THE PROBLEM:
Reproduce verbatim the lines of the entries below, from the line holding "Note. One marker is placed on each instance of the green" through the line holding "[(636, 386)]", inclusive.

Stored data entries
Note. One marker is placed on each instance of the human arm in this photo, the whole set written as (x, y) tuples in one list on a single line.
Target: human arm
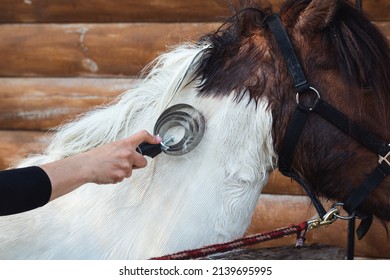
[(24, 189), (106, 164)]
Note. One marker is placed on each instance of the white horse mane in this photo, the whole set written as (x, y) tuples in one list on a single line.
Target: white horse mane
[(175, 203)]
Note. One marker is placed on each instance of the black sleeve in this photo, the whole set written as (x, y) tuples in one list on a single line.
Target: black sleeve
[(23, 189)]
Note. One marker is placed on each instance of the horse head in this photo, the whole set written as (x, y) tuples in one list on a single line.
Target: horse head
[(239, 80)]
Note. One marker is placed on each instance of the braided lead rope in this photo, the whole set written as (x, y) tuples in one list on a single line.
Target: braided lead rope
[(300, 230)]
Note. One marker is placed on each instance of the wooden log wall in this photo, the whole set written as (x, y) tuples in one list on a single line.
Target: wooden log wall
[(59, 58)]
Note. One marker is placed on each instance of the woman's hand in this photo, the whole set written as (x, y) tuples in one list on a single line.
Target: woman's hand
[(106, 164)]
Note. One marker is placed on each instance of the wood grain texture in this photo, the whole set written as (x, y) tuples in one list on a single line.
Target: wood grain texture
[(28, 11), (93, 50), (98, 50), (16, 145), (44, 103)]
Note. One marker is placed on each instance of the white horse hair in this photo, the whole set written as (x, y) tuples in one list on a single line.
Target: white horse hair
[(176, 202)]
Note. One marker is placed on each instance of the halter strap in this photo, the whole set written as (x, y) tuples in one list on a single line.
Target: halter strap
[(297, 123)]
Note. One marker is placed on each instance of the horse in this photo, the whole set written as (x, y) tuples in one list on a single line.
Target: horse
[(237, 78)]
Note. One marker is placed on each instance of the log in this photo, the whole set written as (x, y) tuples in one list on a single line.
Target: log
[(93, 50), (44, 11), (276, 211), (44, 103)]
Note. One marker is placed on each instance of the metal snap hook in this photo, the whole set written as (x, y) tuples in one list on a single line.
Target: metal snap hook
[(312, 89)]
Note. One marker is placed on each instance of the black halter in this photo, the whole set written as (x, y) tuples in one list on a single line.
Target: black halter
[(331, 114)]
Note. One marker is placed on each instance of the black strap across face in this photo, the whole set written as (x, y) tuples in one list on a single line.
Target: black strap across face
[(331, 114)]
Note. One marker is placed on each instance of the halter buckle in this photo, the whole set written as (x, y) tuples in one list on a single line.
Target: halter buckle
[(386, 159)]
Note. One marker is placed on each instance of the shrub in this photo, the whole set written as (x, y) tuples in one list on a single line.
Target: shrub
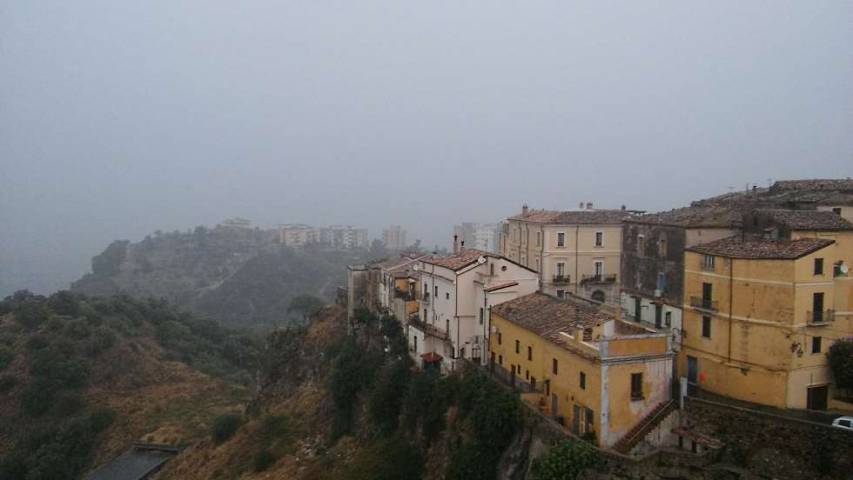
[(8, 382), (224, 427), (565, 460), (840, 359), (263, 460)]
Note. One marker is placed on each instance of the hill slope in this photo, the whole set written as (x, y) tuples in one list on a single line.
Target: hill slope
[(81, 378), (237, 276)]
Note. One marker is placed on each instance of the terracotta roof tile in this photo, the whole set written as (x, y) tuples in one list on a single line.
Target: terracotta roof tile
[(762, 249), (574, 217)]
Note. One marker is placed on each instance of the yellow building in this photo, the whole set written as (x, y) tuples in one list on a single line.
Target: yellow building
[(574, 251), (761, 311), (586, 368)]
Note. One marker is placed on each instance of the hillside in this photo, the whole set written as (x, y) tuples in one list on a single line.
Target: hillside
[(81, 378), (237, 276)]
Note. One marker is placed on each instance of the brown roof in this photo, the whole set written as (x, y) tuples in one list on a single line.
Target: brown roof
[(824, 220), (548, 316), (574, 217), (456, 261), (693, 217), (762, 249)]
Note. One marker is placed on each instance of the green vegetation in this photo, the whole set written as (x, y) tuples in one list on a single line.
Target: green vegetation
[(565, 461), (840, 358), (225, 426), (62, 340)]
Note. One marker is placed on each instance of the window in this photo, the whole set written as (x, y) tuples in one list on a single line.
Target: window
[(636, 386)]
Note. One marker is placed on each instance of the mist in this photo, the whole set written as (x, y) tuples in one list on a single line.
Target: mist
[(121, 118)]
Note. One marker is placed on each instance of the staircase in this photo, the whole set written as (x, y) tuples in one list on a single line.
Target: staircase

* * *

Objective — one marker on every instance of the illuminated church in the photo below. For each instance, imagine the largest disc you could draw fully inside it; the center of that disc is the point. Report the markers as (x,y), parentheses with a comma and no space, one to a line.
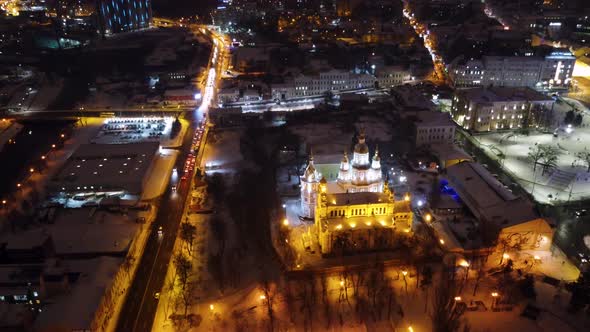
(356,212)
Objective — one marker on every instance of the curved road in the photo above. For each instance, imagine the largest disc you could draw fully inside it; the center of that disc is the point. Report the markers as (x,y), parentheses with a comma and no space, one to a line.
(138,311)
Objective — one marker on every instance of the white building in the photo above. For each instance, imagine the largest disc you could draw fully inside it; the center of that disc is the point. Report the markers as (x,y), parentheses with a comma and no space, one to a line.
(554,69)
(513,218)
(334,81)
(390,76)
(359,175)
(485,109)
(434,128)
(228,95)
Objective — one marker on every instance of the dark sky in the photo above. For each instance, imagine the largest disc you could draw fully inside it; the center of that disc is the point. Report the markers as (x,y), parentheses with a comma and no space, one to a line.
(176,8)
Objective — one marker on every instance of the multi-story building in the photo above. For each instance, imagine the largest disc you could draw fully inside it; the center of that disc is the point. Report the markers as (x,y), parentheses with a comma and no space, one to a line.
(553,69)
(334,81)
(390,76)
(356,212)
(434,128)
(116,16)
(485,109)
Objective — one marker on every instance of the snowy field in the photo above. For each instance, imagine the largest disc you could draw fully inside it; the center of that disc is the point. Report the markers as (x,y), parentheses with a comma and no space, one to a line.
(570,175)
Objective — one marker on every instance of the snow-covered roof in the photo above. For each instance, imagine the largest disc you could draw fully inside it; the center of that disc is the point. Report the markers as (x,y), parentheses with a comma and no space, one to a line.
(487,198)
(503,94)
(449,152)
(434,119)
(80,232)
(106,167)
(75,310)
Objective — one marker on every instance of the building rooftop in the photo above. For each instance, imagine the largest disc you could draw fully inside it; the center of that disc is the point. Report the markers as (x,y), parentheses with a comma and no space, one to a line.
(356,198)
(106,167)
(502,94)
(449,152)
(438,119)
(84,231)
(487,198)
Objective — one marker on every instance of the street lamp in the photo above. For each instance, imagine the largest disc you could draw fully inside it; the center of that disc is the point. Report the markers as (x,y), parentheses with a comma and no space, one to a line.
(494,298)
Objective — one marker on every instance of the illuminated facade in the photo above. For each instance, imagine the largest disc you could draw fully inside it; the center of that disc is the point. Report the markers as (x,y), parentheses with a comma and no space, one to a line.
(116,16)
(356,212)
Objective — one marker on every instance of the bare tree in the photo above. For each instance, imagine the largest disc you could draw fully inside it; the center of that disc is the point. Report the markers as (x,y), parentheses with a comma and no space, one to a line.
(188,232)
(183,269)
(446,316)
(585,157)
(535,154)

RESPONSE FOR THIS EXERCISE:
Note. One marker is placed on each instance of the green vegetation in this photo, the whole set written as (x, y) tuples in one list on a single line.
Target: green vegetation
[(565, 461), (840, 358), (225, 426), (62, 340)]
Note. One marker is placed on each instance of the window in this photo, the whole set written as (x, y) tuples in one list on a single line.
Target: window
[(636, 386)]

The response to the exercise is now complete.